INFORMATION:
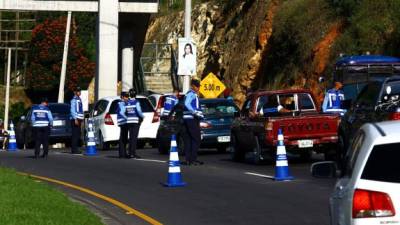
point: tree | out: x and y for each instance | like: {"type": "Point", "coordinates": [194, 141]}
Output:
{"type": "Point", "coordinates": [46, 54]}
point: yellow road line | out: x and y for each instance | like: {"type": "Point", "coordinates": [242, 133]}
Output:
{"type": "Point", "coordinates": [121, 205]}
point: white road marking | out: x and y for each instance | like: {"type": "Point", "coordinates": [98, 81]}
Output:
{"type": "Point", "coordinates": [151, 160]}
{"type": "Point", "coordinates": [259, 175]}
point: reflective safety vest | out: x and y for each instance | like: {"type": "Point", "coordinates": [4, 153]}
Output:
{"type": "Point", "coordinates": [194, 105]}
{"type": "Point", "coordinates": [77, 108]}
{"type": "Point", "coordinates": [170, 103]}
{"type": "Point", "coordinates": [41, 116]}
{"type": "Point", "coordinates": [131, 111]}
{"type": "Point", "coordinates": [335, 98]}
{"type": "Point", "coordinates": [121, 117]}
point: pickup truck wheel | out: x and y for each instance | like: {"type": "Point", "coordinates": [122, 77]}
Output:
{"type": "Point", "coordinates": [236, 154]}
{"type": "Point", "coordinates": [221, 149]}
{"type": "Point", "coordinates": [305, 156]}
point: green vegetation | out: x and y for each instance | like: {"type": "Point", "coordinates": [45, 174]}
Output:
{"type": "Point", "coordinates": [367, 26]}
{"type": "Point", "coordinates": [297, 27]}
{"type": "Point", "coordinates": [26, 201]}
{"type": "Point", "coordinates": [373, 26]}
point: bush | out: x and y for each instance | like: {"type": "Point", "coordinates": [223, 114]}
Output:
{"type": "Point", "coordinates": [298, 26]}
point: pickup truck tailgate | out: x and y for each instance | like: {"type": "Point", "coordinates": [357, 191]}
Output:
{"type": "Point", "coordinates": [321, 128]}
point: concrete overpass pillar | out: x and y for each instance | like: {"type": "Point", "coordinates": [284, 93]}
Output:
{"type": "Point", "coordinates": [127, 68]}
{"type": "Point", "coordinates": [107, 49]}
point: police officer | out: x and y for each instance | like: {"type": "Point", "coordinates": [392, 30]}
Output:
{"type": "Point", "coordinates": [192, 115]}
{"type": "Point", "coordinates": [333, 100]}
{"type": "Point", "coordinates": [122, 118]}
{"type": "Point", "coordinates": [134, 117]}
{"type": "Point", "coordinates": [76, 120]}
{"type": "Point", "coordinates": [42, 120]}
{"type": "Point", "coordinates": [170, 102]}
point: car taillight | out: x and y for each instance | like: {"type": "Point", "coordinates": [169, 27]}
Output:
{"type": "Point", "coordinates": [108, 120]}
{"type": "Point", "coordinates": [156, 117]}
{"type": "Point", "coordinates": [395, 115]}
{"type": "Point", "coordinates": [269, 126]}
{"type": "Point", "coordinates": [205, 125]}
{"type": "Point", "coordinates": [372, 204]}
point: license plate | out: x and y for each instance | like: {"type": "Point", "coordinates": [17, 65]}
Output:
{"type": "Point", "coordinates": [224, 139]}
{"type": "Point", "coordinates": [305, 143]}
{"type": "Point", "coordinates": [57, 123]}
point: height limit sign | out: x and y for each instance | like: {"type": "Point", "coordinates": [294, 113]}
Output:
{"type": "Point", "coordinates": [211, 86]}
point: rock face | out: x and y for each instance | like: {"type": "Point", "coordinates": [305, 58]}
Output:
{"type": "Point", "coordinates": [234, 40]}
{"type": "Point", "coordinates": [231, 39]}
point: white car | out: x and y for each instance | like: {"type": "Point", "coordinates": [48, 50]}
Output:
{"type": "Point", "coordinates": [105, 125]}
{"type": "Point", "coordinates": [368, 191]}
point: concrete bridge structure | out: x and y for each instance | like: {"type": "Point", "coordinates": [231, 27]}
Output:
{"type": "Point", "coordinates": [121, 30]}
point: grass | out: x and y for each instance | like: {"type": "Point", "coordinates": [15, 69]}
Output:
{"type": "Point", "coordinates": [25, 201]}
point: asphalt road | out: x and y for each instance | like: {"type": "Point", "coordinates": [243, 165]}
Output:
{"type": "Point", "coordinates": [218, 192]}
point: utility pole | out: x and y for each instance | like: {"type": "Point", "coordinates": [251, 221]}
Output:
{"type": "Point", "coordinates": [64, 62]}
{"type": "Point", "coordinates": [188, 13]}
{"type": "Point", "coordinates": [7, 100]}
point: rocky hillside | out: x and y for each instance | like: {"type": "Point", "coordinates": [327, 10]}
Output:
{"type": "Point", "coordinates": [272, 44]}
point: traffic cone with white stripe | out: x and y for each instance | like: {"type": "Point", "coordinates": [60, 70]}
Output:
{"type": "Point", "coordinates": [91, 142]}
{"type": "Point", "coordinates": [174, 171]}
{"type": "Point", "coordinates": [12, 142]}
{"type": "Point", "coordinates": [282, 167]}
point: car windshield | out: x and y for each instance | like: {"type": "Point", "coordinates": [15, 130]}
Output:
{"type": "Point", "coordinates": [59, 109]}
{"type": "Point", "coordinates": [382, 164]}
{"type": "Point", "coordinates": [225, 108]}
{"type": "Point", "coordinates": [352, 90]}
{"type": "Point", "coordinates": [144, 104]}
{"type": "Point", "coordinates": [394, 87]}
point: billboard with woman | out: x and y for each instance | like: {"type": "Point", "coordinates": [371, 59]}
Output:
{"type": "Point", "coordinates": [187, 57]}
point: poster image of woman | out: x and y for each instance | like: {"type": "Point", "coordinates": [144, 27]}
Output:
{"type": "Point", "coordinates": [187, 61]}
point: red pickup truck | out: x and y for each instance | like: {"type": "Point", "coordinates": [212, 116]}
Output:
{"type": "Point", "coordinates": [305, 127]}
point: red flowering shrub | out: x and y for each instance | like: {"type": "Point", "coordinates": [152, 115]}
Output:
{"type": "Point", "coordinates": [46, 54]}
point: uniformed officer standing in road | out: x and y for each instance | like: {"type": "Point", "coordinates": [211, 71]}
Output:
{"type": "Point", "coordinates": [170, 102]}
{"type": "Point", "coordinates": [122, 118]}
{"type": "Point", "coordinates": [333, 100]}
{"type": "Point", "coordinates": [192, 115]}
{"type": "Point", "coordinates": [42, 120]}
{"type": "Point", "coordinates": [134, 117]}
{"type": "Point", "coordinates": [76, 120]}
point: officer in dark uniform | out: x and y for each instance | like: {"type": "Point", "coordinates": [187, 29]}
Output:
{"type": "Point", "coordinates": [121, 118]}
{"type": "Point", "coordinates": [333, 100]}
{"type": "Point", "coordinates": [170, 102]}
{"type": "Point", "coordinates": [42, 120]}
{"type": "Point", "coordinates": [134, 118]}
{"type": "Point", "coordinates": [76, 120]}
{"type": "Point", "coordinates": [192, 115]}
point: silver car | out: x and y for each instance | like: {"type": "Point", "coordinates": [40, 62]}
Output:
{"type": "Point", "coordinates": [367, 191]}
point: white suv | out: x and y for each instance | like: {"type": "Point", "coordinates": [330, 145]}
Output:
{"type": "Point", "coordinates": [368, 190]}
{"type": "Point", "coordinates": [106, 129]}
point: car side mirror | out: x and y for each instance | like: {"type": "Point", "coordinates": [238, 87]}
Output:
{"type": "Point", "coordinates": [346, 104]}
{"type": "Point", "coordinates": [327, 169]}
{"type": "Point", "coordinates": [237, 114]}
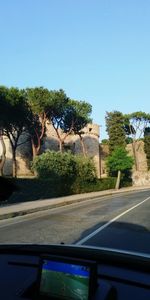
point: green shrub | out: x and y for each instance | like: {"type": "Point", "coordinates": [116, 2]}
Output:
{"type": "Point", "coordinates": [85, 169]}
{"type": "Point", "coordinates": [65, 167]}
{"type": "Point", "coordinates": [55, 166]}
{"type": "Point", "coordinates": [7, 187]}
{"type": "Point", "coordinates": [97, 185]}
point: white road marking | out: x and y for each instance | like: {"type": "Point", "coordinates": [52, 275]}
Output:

YOUR GOAL:
Review the entries above and return every line where "truck" appears.

SOLUTION FOR THIS PROBLEM:
point: pickup truck wheel | out: x and y for each instance | like: {"type": "Point", "coordinates": [122, 77]}
point: pickup truck tailgate | out: x and y for each instance | like: {"type": "Point", "coordinates": [357, 191]}
point: red pickup truck | out: x and y for each instance | like: {"type": "Point", "coordinates": [212, 116]}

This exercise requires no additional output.